**DOCUMENT:**

========================================================================

Add mio-serial to you Cargo.toml:

[dependencies]
mio-serial = "5.0.1"

Then add this to your crate root:

extern crate mio_serial;

Features

The "libudev" dependency of serialport-rs is enabled by default. For x86 linux systems this enables the available_ports function for port enumeration. Not all targets support udev, especially when cross-compiling. To disable this feature, compile with the --no-default-features option. For example:

cargo build --no-default-features

MSRV

The Minimum Supported Rust Version is 1.60.0 as found using cargo-msrv

Examples

A few examples can be found here.

Tests

Useful tests for serial ports require... serial ports, and serial ports are not often provided by online CI providers. As so, automated build testing are really only check whether the code compiles, not whether it works.

========================================================================

**DATASET EXCERPT:**
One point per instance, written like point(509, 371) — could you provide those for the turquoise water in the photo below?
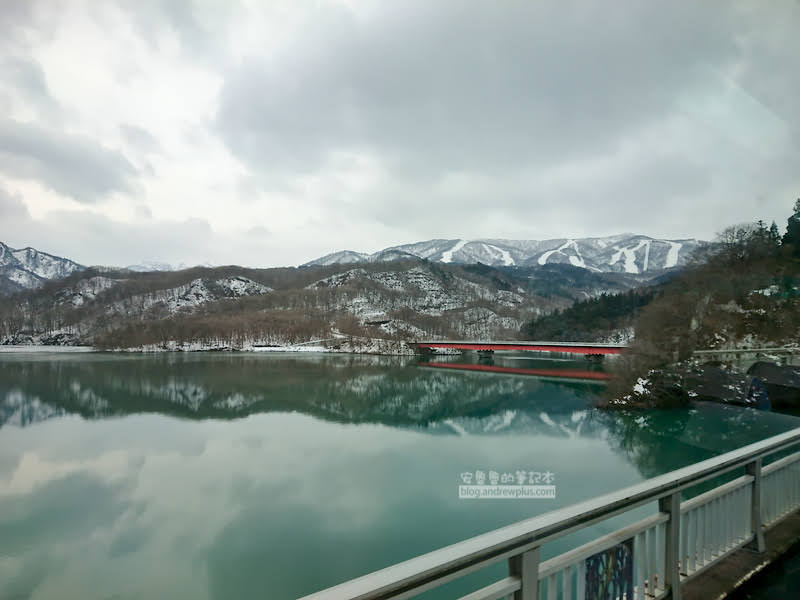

========================================================================

**SET TASK A:** According to the mio-serial setup instructions, what is the Minimum Supported Rust Version?
**SET TASK B:** Carry on writing the mio-serial setup instructions from the point where they stop.

**TASK RESPONSE A:** The Minimum Supported Rust Version is 1.60.0.

**TASK RESPONSE B:**
Integration tests are in the tests/ directory and typically require two serial ports to run. The names of the serial ports can be configured at run time by setting the TEST_PORT_NAMES environment variable to a semi-colon delimited string with the two serial port names. The default values are:

  • For Unix: TEST_PORT_NAMES=/dev/ttyUSB0;/dev/ttyUSB1
  • For Windows: TEST_PORT_NAMES=COM1;COM2

IMPORTANT To prevent multiple tests from talking to the same ports at the same time make sure to limit the number of test threads to 1 using:

cargo test -j1 -- --test-threads=1

License

This software is licensed under MIT.

This software builds upon the MPL-2.0 licensed serialport-rs and constitutes a "Larger Work" by that license. The source for serialport-rs can be found at https://gitlab.com/susurrus/serialport-rs.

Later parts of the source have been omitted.